■ Objective
Answer from the Luxeuil-les-Bains text:
(a) Who wrote The Life of Saint Columbanus, and what was his calling?
(b) During which periods was the Gallo-Roman thermal establishment excavated?
(c) What were the ferruginous springs called in the 19th century?

━━━ Text shown ━━━

The ancient name of Luxeuil-les-Bains is neither mentioned in the Classical texts nor in the 4th-century Carte de Peutinger, but in The Life of Saint Columbanus, written in the 7th c. by the Italian monk Jonas de Bobbio who describes the foundation of the monastery of Luxeuil (Luxovium) by Saint Colombanus around 590.2135 He refers briefly to the worship of the hot springs by the local pagan people, who offered ex-votos in stone to the deities of the place and performed rites and ceremonies in the nearby wood:
‘Cum iam multorum monachorum societate densaretur, coepit cogitare, ut potioris loci in eodem heremo quereret, quo monasterium construxisset, invenitque castrum firmissimo munimine olim fuisse cultum, a supradicto loco distans plus minus octo millibus, quem prisca tempora Luxovium nuncupabant: ibique aquae calidae cultu eximio constructae habebantur. Ibi imaginum lapidearum densitas vicina saltus densabat, quas cultu miserabili rituque profano vetusta paganorum tempora honorabant, quibusque execrabiles ceremonias litabant; solae ibi ferae ac bestiae, ursorum, bubalorum, luporum multitudo frequentabant.2136This description is significant, for it coincides with the discovery of the stone inscriptions dedicated to Luxovius and Bricta and the Gallo-Roman thermal establishment, excavated from 1775 to 1785, and from 1857 to 1858.2138 The Gallo-Roman building, situated on the site of the present baths, was composed of more than five vaulted rooms, cobbled with alabaster and adorned with mosaics, containing baths, basins and surrounded by galleries with porticos. A network of piping, including aqueducts in stone and hollowed oak trunks serving as channels for harnessing the spring water inside the establishment, was also discovered. Nearby the ferruginous springs, Félix Bourquelot unearthed remains of columns, which could indicate proof of the existence of a small temple dedicated to Luxovius and Bricta in this area.2139 It is besides interesting to note that, in the 19th c., the ferruginous springs were called ‘Springs of the Temple’.

━━━ Information supplied ━━━

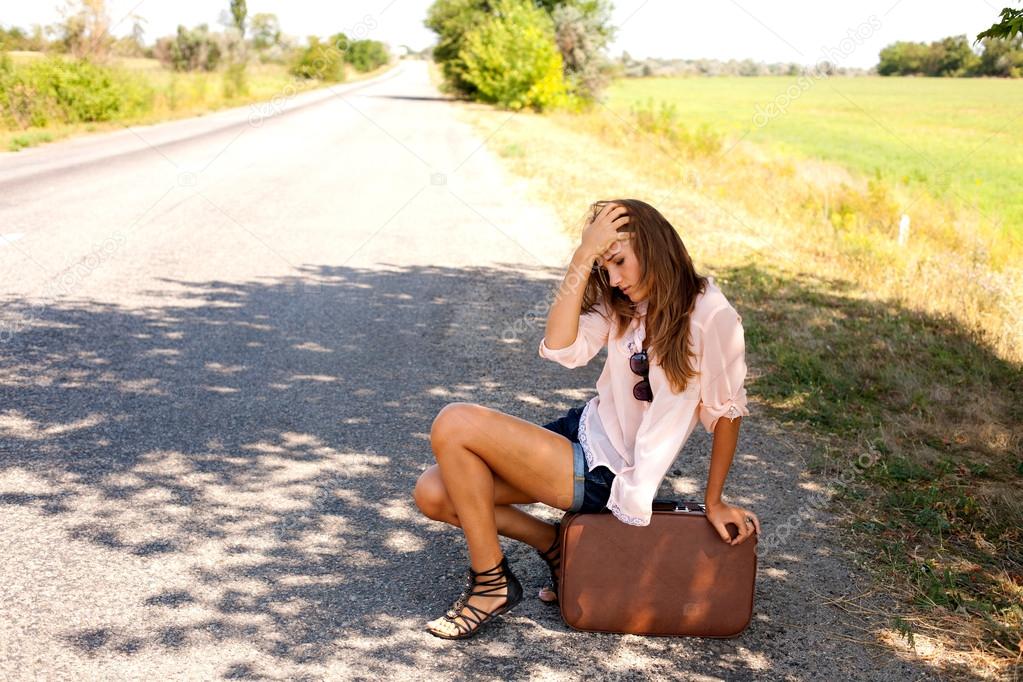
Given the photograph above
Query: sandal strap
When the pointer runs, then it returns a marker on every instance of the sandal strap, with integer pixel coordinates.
(495, 579)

━━━

■ Written response
(a) Jonas de Bobbio, an Italian monk.
(b) From 1775 to 1785, and from 1857 to 1858.
(c) "Springs of the Temple".